Waterborne illnesses are caused by drinking contaminated or dirty water that has been tainted with disease-causing bacteria or pathogens and account for approximately 3.4 million deaths each year worldwide. These types of illnesses are most common in developing nations, also known as “third-world” countries, as these nations lack adequate water filtration systems that are necessary to provide safe and clean water to its inhabitants.

The United States, as a developed nation or “first-world” country, has a low rate of waterborne illness due to drinking contaminated drinking water since we have adequate filtration systems in place, but there are still problems regarding water quality as most famously demonstrated in Flint, Michigan.

Using the 311 data, I decided to investigate the incidences of waterborne illness in New York City and investigate water quality in New York City to determine if there was a relationship between the two. I was interested in investigating the relationship between incidences of waterborne illnesses and water quality in New York City because I wanted to determine if there was a relationship between the two or if they are unrelated and the incidences of waterborne illnesses were isolated incidents caused by other factors.

ASSIGNED TASK:
Answer these questions from the passage on waterborne illness:
1. Roughly how many deaths worldwide each year are waterborne illnesses said to cause?
2. Which place is named as the most famous example of water quality problems in the United States?
3. What data did the writer use to look into waterborne illness in New York City?
The listing after this point is separate material with no connection to the passage on waterborne illness.

SOURCE DATA:

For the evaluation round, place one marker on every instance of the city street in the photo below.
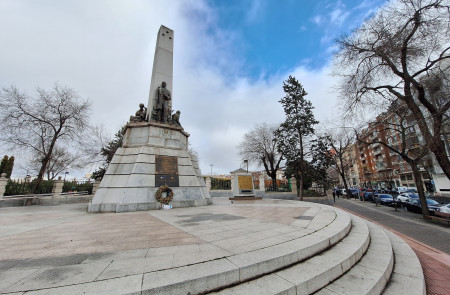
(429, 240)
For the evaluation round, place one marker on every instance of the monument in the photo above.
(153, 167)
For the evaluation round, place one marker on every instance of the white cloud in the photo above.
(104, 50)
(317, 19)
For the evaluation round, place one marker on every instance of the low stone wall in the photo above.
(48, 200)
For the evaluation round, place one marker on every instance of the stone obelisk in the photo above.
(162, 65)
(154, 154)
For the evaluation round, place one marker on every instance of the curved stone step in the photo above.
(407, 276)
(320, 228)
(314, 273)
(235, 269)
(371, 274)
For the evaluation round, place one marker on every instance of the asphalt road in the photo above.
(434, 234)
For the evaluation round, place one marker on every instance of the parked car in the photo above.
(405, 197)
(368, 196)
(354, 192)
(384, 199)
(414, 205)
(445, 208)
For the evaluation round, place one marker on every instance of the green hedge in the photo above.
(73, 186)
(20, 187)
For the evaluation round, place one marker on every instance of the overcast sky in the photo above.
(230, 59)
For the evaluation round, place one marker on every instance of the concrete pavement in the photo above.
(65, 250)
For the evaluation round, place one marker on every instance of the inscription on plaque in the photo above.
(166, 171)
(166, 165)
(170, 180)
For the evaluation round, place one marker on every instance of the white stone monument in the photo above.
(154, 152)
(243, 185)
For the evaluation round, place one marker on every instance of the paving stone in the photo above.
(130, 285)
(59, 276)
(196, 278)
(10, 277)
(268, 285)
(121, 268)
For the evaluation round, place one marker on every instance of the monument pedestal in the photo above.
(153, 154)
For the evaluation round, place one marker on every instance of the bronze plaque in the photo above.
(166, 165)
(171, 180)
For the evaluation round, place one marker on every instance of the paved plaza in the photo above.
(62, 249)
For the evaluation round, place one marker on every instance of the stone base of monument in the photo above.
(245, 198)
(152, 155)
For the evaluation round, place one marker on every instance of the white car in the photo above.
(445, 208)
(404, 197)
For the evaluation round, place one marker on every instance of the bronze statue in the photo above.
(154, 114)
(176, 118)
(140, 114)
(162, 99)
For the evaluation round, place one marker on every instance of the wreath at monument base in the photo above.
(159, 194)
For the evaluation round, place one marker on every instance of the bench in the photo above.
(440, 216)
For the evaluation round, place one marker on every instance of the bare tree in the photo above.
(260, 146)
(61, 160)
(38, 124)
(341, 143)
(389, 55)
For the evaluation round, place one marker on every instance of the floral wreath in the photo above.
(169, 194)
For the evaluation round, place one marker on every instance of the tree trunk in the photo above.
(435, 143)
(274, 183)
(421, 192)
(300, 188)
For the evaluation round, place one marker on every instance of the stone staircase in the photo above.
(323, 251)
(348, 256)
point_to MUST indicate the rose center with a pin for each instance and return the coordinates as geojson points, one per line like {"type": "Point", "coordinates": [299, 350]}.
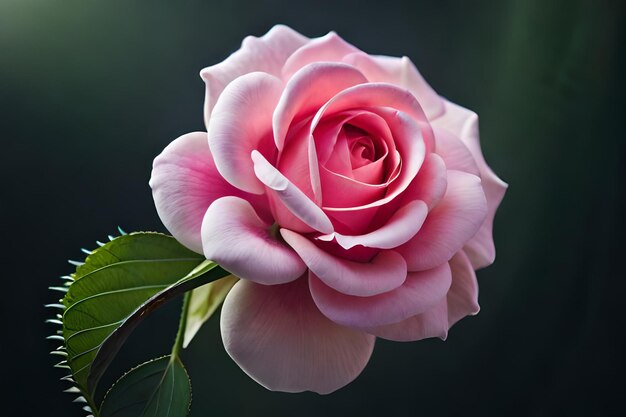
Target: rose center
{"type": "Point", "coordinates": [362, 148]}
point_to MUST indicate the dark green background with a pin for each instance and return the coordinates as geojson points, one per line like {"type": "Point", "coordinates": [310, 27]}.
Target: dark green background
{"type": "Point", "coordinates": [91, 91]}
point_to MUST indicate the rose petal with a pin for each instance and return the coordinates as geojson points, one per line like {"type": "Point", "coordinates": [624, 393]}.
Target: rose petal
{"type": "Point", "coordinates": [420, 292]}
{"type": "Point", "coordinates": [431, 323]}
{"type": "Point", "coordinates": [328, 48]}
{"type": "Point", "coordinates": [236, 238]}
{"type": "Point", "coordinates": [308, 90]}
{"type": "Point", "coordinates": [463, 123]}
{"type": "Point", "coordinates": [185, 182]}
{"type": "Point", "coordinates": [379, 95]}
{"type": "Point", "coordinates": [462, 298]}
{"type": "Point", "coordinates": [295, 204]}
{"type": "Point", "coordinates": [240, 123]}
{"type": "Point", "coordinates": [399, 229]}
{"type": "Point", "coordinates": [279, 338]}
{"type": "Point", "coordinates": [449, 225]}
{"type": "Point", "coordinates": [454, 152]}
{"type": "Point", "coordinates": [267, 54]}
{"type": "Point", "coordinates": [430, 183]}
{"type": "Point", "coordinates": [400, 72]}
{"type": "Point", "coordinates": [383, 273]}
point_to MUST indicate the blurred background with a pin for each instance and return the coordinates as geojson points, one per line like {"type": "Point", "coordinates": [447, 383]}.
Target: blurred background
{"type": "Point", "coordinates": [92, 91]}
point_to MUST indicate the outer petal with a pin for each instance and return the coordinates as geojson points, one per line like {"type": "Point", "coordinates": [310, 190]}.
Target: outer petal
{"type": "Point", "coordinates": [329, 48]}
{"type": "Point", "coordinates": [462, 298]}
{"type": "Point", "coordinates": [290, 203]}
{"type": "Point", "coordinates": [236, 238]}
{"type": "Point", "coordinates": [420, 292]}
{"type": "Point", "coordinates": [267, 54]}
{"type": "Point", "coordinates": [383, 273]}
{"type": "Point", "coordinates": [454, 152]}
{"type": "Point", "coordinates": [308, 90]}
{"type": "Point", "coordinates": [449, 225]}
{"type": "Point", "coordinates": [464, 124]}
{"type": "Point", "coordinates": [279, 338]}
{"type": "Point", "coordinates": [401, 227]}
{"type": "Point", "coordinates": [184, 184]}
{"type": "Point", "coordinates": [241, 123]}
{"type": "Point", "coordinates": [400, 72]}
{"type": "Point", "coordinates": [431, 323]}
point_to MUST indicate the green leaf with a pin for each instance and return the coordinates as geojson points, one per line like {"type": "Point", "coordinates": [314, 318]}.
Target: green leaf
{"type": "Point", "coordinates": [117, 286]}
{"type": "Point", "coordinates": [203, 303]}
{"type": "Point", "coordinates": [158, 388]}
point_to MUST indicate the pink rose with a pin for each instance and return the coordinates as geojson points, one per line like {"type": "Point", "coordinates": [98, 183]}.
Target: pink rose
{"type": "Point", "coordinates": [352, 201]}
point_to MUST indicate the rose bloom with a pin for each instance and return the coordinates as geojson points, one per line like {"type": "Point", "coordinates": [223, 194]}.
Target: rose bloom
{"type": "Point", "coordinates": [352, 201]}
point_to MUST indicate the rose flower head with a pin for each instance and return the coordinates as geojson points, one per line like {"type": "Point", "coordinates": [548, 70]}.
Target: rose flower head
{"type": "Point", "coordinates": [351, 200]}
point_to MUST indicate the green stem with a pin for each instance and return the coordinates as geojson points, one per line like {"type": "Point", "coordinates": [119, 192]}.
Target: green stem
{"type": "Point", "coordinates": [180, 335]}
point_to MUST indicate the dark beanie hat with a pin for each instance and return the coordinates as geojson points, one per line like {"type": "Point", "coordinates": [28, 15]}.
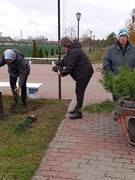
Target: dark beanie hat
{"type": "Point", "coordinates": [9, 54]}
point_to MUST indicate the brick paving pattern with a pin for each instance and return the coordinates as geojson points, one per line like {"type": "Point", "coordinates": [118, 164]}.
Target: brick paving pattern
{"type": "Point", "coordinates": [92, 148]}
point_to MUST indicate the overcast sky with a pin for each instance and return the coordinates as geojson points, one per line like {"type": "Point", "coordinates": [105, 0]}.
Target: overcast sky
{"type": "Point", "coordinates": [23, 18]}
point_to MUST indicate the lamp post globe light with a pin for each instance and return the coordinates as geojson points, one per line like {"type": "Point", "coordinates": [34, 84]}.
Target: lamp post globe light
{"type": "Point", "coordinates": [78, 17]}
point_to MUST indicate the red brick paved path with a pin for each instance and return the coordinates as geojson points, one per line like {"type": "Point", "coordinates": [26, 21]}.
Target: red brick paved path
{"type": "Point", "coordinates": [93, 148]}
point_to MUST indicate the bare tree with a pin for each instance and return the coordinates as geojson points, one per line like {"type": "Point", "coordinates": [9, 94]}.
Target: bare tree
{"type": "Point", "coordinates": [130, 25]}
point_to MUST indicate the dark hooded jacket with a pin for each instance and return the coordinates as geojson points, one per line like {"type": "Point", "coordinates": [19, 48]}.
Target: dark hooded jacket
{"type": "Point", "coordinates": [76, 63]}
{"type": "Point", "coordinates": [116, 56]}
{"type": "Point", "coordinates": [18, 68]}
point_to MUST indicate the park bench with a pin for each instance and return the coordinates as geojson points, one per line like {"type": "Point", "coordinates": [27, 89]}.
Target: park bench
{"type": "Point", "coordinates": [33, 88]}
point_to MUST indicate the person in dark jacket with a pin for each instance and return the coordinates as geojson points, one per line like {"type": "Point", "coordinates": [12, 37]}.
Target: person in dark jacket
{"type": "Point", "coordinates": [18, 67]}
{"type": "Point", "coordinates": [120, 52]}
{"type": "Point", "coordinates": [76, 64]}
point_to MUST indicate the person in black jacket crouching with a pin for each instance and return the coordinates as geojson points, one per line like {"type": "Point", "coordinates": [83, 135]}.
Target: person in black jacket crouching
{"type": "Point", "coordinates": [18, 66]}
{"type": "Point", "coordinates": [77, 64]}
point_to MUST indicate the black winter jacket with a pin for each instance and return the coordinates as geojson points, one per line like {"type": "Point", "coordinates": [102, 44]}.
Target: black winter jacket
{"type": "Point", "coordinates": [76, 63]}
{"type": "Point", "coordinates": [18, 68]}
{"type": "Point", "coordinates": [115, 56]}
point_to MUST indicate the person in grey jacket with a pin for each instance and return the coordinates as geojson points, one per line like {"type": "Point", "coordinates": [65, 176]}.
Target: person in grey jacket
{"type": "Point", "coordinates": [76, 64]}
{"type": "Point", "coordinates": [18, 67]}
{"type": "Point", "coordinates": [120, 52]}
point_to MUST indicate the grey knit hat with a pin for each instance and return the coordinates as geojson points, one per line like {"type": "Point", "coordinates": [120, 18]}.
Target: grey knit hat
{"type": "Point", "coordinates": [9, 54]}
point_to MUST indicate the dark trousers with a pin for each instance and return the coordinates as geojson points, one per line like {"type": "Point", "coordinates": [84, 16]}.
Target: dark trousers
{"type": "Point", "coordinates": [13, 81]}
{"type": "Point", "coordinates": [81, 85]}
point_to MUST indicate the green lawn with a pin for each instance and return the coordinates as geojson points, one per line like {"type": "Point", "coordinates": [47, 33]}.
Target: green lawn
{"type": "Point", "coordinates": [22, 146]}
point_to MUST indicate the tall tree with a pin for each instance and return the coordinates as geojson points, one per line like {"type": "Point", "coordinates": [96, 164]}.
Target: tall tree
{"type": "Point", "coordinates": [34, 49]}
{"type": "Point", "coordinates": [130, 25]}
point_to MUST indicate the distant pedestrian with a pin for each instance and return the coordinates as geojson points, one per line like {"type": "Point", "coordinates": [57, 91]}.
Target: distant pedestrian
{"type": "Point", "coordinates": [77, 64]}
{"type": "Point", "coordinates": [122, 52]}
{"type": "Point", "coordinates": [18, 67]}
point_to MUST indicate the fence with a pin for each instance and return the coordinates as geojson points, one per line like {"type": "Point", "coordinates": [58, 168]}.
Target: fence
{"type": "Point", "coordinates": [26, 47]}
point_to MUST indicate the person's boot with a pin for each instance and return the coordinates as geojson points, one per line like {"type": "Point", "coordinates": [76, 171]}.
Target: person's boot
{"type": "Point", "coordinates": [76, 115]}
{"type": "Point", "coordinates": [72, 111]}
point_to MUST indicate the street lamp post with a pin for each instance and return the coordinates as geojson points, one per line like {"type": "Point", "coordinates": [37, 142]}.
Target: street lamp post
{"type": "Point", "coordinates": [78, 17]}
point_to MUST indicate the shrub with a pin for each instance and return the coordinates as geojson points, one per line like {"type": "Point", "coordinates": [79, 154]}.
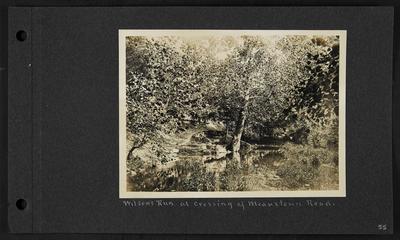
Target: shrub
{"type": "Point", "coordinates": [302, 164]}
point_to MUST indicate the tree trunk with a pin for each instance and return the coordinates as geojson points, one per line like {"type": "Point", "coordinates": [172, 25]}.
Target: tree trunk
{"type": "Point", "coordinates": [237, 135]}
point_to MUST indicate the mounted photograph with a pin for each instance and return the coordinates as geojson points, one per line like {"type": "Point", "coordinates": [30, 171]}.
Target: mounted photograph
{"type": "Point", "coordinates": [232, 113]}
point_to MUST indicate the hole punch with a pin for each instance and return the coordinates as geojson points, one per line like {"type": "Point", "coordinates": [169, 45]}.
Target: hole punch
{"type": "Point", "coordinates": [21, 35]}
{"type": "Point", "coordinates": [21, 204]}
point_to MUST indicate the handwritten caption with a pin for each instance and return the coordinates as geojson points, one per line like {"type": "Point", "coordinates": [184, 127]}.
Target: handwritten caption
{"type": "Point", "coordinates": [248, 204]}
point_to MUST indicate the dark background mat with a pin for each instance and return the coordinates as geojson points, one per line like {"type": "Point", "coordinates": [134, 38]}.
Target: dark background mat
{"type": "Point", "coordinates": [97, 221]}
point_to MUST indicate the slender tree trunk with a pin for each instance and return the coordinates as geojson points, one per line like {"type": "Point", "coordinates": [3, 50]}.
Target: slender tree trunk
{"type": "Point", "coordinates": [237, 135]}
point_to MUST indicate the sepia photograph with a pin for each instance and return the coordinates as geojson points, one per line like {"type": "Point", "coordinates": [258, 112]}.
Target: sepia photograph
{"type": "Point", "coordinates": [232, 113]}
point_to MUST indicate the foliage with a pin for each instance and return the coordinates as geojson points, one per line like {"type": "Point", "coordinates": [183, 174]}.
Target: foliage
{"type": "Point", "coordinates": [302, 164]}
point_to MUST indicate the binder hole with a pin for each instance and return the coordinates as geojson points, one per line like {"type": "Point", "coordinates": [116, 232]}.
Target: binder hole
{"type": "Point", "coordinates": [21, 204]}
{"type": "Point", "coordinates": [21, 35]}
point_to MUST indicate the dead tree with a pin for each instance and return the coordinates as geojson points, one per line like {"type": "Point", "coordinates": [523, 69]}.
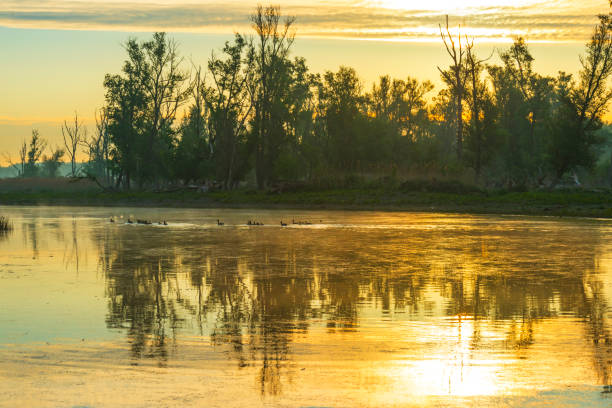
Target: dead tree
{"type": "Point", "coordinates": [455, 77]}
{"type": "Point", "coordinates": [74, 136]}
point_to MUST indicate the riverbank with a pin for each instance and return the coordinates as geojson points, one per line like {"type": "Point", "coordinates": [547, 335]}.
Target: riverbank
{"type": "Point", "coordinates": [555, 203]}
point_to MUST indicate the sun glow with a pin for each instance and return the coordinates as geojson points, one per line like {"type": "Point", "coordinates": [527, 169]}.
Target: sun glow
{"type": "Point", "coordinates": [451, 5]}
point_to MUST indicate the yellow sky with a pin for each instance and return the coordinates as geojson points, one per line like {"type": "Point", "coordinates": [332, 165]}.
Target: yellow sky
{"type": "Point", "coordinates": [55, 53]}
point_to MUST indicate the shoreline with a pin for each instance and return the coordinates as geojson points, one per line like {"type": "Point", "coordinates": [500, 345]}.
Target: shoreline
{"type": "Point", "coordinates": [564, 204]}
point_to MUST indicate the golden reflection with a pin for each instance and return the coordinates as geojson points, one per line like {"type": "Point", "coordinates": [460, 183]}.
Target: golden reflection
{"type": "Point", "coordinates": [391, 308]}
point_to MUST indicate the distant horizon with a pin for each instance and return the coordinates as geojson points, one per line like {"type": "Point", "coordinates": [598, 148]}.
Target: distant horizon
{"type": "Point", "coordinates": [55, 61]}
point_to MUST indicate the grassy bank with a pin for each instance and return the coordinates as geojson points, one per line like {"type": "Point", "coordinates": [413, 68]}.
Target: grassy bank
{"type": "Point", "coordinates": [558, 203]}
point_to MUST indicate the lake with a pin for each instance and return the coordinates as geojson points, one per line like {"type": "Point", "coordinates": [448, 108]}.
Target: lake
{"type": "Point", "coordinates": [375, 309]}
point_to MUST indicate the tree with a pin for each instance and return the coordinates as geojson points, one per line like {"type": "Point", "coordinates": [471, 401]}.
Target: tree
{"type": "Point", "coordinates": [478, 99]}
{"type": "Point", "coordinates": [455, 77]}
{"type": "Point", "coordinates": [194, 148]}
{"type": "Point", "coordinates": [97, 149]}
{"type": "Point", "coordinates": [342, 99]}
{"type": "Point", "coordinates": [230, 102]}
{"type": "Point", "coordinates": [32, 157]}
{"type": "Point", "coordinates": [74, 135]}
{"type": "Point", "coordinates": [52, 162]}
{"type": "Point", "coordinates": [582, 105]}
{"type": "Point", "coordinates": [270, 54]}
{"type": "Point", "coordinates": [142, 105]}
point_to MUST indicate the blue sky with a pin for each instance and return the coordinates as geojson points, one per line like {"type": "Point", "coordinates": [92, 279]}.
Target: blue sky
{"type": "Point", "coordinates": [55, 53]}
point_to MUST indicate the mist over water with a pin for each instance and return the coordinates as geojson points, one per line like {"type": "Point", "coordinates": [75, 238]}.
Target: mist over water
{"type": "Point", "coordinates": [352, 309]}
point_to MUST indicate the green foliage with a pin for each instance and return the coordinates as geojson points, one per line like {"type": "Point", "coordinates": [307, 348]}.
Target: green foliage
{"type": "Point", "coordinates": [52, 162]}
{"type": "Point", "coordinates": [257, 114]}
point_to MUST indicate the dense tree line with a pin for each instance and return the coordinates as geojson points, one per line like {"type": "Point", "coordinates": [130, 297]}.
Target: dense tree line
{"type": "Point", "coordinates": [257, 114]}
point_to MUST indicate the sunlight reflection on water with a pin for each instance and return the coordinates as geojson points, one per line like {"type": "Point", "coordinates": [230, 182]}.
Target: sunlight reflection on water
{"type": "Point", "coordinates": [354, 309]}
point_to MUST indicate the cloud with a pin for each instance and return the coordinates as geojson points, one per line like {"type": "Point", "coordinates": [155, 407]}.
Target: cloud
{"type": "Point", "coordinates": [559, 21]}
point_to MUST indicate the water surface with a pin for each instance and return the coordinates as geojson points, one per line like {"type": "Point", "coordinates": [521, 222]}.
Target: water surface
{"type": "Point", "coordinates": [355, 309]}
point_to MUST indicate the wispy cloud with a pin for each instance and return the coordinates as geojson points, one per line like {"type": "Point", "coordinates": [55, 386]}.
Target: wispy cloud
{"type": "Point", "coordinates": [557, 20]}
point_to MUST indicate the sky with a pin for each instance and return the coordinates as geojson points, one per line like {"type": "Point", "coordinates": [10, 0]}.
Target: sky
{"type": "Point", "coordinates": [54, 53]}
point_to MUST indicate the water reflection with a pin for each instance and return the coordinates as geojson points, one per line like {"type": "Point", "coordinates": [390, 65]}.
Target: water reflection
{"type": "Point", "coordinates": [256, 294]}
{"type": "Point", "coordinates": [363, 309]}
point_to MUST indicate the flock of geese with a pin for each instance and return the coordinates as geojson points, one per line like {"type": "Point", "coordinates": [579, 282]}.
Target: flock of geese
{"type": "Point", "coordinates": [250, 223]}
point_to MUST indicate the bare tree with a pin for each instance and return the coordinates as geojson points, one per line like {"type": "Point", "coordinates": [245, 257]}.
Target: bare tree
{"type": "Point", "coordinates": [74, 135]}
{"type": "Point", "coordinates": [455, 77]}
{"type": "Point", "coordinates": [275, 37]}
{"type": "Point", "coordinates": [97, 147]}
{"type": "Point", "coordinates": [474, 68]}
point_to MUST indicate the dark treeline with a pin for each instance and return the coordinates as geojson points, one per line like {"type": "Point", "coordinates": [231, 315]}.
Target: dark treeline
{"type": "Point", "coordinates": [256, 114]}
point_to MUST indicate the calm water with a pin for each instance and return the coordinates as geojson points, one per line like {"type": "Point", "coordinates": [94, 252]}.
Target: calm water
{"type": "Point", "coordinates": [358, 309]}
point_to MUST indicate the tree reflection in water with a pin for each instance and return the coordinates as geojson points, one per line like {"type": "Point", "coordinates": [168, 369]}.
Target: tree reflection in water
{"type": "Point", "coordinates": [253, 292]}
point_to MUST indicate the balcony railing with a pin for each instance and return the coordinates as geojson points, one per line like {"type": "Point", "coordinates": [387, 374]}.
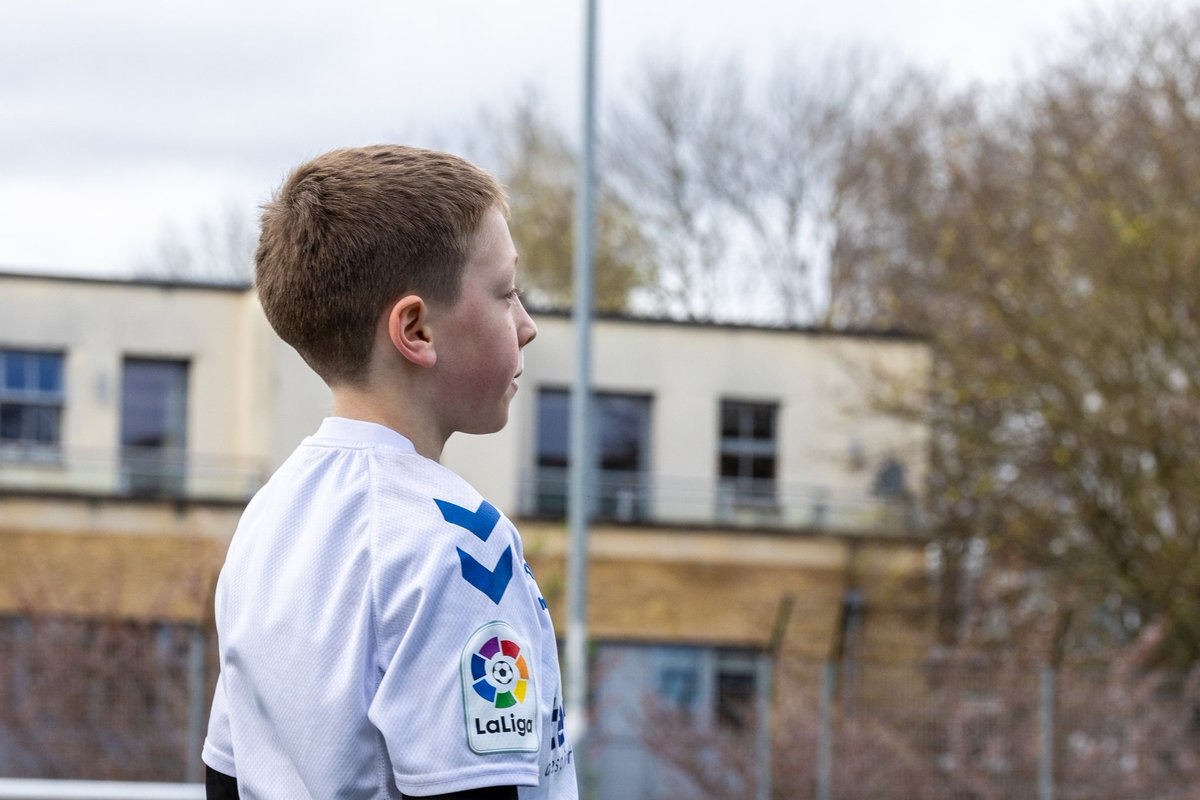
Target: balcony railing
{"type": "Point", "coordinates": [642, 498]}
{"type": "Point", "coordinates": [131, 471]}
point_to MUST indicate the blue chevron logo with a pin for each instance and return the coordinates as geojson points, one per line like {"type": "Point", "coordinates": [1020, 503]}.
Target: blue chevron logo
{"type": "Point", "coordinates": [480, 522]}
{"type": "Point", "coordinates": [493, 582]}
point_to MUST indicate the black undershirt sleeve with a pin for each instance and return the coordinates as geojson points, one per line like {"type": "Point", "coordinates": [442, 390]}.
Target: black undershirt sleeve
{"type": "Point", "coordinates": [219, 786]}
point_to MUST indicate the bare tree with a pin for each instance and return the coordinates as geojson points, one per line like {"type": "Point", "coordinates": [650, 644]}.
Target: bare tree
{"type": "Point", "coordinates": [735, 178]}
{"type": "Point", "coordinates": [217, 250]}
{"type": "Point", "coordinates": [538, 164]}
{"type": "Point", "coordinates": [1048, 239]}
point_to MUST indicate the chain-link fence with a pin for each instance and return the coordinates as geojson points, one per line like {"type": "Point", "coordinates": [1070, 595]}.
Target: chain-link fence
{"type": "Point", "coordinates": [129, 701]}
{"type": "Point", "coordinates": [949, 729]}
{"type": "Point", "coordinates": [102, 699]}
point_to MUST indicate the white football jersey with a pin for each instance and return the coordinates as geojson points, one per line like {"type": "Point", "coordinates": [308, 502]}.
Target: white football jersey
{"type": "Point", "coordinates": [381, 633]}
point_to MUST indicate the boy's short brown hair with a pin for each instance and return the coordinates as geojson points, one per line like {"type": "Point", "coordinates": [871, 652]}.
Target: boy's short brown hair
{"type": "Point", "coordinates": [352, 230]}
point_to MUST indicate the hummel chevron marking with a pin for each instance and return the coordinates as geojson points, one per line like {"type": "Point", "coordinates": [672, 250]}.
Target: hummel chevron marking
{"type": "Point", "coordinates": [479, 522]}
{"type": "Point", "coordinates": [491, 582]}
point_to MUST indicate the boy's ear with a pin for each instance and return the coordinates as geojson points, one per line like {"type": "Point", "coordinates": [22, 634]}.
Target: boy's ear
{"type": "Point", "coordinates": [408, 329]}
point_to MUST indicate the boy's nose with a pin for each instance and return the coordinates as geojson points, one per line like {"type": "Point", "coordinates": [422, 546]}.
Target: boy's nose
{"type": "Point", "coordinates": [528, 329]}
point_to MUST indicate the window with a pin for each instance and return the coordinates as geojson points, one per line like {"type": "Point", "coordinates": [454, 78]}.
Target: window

ANSWER SPACE:
1. Approximately 3.4 million.
2. Flint, Michigan.
3. The 311 data.